__Given text__.
○ ○ ○ ○ ○

There is no spec-compliant surface to wake the agent later on a stateless HTTP
client, so make the no-op honest instead of silent:
- Add a per-adapter capability flag supports_async_delivery (default True;
APIServerAdapter = False), propagated into a HERMES_SESSION_ASYNC_DELIVERY
contextvar via async_delivery_supported(). Toggle on the adapter, not a
hardcoded platform string — a future stateless adapter is correct-by-default.
- terminal: when delivery is unsupported, skip watcher registration, force
notify_on_complete off, and return a notify_unsupported note telling the
agent to process(action='poll').
- delegate_task: when delivery is unsupported, fall back to SYNCHRONOUS
execution (work runs and returns in the same response) with a note, instead
of handing out a handle that never resolves.
CLI (in-process completion_queue) and the real gateway platforms are unchanged.
Fixes#10760
* refactor(api-server): route session binding through a single no-delivery chokepoint
Add APIServerAdapter._bind_api_server_session() and route both agent-entry
paths (_run_agent for /v1/chat/completions + /v1/responses, and the /v1/runs
_run_sync path) through it. The helper hardwires platform="api_server" and
async_delivery=False with no async_delivery parameter to pass, so a future
route added to the API server physically cannot reintroduce the silent
no-op (#10760) by forgetting to mark the channel as non-delivering.
The binding stays request-scoped (cleared per turn), so a session resumed
later on a delivering interface (CLI / gateway platform) re-binds fresh and
is NOT blocked — the no-delivery decision tracks the interface handling the
current turn, never the session.

○ ○ ○ ○ ○

__Dataset excerpts__.
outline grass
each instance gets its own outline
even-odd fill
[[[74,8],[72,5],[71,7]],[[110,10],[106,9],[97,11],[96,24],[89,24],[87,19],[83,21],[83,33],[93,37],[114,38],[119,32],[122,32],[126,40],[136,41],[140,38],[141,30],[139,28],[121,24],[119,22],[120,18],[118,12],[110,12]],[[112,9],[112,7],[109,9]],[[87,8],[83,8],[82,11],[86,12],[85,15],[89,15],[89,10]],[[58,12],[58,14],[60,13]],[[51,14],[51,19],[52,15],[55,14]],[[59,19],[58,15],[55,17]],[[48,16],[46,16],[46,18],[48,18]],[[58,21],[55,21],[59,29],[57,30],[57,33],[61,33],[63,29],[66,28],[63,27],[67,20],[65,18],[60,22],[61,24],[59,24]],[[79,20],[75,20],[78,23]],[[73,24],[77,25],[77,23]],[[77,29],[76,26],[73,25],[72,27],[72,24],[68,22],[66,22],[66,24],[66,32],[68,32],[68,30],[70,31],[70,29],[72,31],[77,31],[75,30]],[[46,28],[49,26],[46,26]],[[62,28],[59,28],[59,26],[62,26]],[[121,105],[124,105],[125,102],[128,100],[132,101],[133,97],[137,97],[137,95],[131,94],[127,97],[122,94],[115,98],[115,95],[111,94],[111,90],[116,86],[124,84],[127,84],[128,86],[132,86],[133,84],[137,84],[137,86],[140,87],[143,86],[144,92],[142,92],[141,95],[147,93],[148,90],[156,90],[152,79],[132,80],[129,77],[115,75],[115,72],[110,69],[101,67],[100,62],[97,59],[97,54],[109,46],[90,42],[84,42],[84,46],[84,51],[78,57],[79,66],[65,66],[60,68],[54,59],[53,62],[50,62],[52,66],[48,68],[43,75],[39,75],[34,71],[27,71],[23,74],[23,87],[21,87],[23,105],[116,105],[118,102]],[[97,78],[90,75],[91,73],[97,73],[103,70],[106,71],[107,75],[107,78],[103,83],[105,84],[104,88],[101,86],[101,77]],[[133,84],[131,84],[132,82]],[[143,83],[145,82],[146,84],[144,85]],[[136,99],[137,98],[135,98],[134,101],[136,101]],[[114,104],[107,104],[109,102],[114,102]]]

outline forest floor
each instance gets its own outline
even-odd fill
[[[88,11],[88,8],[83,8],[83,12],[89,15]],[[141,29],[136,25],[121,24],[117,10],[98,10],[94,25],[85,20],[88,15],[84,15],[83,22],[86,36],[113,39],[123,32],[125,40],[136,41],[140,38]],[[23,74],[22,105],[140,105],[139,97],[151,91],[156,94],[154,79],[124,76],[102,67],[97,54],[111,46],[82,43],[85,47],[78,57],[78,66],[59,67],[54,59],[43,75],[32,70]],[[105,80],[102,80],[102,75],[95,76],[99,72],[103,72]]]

○ ○ ○ ○ ○

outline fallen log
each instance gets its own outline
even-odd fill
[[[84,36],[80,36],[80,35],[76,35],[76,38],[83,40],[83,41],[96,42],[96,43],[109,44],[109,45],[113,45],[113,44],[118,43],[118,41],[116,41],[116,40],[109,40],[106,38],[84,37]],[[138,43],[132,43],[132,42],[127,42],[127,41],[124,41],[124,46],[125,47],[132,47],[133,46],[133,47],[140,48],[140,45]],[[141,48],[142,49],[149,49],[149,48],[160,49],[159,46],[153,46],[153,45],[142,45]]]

○ ○ ○ ○ ○

Retype the passage from the changelog text from "The binding stays" to "never the session.", keeping it unchanged.

The binding stays request-scoped (cleared per turn), so a session resumed
later on a delivering interface (CLI / gateway platform) re-binds fresh and
is NOT blocked — the no-delivery decision tracks the interface handling the
current turn, never the session.